BRIEF>
Tally the lines in the material below that contain the string "headlight", treating case as significant. Give only the number.

Region labeling material

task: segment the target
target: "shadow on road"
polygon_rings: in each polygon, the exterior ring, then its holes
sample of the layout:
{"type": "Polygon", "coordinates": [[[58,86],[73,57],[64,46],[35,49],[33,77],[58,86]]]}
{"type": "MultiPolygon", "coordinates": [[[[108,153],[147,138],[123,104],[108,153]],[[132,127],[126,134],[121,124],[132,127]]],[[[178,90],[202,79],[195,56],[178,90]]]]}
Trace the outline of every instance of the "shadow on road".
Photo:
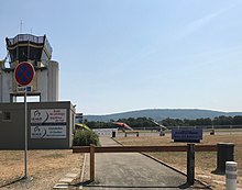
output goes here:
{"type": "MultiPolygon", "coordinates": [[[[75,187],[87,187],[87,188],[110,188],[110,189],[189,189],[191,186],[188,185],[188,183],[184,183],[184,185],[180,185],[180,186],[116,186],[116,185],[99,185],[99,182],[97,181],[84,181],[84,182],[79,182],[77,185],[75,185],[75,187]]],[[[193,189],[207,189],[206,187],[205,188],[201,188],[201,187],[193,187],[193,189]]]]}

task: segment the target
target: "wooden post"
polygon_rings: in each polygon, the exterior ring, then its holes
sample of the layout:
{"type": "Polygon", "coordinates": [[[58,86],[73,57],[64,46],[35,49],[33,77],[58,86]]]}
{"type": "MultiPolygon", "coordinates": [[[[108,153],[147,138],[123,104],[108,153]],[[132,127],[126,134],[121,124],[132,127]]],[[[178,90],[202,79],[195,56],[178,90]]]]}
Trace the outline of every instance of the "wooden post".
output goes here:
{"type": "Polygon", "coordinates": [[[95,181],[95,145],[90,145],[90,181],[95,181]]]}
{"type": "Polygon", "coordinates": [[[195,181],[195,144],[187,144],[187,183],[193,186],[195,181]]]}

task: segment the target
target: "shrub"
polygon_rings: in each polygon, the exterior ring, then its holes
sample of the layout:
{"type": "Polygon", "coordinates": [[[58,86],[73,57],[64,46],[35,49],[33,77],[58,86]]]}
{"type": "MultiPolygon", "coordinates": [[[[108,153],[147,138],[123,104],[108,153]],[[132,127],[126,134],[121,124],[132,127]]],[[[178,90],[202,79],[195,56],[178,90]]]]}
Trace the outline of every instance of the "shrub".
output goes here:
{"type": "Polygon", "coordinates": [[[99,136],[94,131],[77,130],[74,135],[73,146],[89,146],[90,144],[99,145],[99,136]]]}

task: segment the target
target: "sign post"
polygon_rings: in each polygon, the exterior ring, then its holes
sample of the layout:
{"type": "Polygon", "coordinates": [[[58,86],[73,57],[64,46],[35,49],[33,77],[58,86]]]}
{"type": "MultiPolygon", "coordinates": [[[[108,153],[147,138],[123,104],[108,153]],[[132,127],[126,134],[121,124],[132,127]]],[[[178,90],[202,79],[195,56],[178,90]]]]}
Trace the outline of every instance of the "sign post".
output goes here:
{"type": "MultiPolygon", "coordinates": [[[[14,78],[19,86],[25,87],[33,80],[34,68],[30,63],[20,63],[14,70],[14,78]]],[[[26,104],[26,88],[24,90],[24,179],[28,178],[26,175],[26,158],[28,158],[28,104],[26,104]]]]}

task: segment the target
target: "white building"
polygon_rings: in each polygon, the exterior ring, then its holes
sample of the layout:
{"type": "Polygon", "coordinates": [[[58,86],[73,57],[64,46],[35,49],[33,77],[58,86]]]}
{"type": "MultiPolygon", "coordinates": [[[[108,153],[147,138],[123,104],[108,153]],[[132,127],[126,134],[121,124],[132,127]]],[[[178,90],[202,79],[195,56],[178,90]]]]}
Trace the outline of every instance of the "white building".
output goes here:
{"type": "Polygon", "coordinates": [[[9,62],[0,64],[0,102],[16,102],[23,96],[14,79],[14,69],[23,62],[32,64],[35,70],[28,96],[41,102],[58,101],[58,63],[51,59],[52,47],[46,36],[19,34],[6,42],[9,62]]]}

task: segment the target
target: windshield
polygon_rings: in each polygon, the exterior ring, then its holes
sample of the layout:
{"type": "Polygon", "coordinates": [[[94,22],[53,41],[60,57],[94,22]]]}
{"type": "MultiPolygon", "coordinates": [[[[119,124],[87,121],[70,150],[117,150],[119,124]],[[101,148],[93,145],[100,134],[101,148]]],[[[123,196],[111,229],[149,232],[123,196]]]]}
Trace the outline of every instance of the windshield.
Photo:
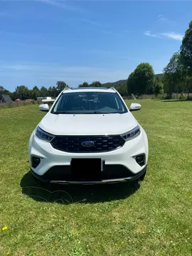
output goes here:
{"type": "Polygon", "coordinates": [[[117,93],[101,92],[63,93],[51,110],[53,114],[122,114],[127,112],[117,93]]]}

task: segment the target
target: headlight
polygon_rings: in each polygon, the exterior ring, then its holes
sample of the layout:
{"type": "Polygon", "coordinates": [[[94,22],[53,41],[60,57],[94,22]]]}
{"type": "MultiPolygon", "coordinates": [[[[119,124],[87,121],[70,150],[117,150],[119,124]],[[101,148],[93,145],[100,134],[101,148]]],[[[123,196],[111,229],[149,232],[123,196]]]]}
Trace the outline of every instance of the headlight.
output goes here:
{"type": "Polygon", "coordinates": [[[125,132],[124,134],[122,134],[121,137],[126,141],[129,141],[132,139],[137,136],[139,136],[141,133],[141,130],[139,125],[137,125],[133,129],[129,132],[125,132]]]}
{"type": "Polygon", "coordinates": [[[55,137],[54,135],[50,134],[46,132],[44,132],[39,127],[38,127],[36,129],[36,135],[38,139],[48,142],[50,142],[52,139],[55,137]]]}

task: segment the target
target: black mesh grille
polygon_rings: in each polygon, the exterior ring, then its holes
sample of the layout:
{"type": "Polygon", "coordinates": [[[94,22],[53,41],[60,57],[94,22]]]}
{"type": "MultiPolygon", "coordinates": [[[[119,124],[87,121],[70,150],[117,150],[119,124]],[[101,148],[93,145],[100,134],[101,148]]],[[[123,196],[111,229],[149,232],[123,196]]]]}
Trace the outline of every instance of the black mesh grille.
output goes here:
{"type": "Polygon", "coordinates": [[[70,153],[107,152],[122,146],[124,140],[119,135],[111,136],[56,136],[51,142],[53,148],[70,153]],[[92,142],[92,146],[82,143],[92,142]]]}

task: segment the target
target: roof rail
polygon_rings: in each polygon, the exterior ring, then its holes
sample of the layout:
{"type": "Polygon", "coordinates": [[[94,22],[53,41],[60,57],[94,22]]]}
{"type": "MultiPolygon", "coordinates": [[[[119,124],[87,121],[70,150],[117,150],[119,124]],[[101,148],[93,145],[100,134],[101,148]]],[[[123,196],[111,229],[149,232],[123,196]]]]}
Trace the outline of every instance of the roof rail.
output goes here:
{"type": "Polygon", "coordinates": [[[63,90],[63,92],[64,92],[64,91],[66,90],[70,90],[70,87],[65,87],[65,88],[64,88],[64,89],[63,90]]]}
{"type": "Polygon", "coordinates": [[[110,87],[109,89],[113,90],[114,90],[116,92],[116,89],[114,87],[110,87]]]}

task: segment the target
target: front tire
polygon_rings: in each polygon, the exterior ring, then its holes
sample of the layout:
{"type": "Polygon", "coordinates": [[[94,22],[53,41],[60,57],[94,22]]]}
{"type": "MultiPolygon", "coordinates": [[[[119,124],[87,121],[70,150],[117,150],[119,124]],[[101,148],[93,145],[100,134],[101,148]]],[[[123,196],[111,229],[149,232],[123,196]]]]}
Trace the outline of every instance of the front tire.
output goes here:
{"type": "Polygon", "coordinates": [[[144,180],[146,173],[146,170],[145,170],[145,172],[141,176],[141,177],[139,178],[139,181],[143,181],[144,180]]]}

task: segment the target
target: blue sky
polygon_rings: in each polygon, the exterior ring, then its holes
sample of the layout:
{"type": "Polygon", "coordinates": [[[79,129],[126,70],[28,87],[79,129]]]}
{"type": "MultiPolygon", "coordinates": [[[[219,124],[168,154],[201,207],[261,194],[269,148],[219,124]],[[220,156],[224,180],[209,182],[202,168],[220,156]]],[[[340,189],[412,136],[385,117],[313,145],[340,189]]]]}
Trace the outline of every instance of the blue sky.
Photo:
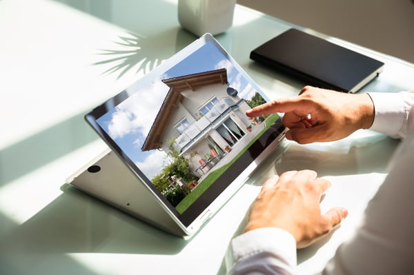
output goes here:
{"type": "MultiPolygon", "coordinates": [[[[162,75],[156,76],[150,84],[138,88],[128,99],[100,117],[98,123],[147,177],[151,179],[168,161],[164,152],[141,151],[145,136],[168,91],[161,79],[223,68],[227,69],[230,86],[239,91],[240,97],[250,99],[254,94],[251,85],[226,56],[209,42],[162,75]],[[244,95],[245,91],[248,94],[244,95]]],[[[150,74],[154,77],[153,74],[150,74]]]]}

COMPLETED EXERCISE>
2